**Provided passage**
****************************************
GlossLip, Celebrity Gossip From Our Lips To Yours

04/11/2008 (1:50 am)

“Monk” Star Stanley Kamel Found Dead Of Apparent Heart Attack

I know, I’m supposed to be off work recuperating from pneumonia, and I promise I will go right back to bed as soon as I get done, but I couldn’t let this go.

Stanely Kamel, who played Dr. Charles Kroger on Monk (one of my all-time favorite television shows), has been found dead in his home:

Kamel was found dead in his Hollywood Hills home on Tuesday. He was 65.

Access Hollywood has learned Kamel died of a heart attack. […]

A rep for the USA network, which airs the Emmy-winning “Monk,” released the following statement to Access Hollywood:

“USA is deeply saddened by the news of Stanley Kamel’s passing. Stanley was an amazingly talented and extremely kind man, and an important member of the USA family. He will be sorely missed.”

This makes me very sad.  One of the best parts of the show was watching Dr. Kroger and Adrian Monk interact with one another, and I always enjoyed the episodes where Monk became involved with Dr. Kroger outside of the office (such as the one where the good doctor retired after believing he was responsible for the death of his cleaning lady).  He brought humor, warmth, sensitivity, and a multi-faceted portrayal to a part which could have ended up being very one-dimensional and staid.
****************************************
**Work task**
Could you give the part of the Stanley Kamel post that opens with the words containing "Stanely Kamel, who" and closes with "Tuesday. He was 65." again, swapping "home" for "house"?

**Information supplied**
****************************************
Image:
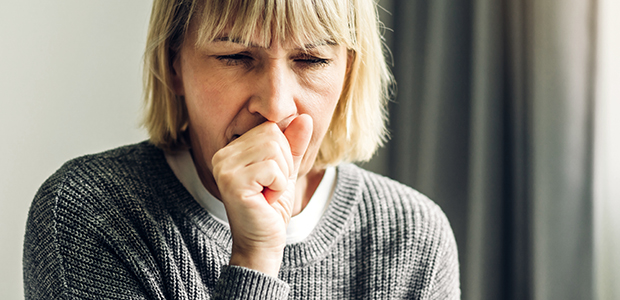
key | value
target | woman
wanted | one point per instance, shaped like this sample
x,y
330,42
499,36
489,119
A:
x,y
254,109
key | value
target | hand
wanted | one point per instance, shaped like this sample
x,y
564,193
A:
x,y
256,176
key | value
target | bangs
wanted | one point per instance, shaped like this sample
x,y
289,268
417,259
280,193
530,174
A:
x,y
300,22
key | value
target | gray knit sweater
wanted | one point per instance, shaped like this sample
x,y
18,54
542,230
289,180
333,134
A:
x,y
119,225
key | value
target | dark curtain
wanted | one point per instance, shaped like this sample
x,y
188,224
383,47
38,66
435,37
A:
x,y
492,119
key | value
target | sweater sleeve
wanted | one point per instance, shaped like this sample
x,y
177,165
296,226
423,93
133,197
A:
x,y
445,283
65,256
242,283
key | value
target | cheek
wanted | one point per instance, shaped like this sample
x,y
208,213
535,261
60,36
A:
x,y
211,109
326,94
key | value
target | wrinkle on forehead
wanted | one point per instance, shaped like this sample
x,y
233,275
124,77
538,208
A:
x,y
302,23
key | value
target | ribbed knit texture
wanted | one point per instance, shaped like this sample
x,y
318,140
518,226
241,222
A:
x,y
119,225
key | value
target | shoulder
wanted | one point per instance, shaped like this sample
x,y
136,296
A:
x,y
405,225
392,198
93,184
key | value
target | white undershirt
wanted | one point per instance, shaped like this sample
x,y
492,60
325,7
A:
x,y
299,227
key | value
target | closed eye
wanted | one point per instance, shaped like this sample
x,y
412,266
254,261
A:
x,y
236,59
312,61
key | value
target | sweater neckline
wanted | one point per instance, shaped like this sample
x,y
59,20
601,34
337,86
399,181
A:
x,y
328,231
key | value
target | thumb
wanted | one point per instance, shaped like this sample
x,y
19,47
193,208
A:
x,y
298,134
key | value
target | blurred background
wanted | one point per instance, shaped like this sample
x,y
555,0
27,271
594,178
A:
x,y
507,114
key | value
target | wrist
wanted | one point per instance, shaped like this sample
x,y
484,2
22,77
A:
x,y
265,261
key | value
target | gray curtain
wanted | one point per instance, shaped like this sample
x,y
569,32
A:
x,y
492,119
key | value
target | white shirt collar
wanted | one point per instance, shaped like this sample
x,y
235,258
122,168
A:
x,y
299,227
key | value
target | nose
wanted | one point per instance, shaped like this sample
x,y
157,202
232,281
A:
x,y
273,98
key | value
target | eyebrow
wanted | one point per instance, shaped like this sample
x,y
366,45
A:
x,y
253,45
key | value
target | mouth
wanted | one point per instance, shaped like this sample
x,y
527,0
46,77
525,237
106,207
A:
x,y
235,136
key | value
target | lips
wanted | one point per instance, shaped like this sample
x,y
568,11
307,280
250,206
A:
x,y
236,136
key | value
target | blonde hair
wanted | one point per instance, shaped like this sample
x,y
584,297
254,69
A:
x,y
358,125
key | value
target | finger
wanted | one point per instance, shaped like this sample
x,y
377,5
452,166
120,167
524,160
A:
x,y
257,142
298,134
269,176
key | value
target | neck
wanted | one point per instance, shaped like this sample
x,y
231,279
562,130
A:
x,y
304,188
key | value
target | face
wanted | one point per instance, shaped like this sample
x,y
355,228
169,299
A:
x,y
230,88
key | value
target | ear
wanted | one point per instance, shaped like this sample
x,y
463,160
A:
x,y
176,74
350,57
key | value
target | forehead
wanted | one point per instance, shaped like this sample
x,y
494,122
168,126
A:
x,y
261,22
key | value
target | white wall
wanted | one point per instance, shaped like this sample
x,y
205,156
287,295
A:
x,y
606,150
70,84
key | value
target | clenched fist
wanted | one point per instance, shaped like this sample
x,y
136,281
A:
x,y
256,176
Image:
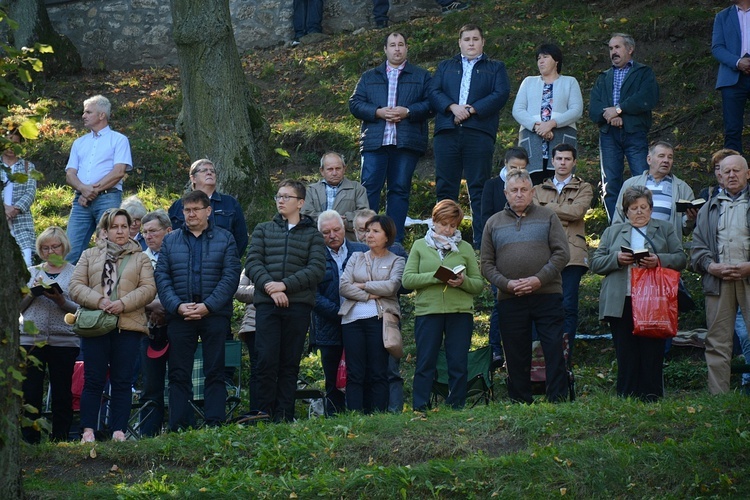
****************************************
**Completed exercise**
Stanely Kamel, who played Dr. Charles Kroger on Monk (one of my all-time favorite television shows), has been found dead in his house:

Kamel was found dead in his Hollywood Hills house on Tuesday. He was 65.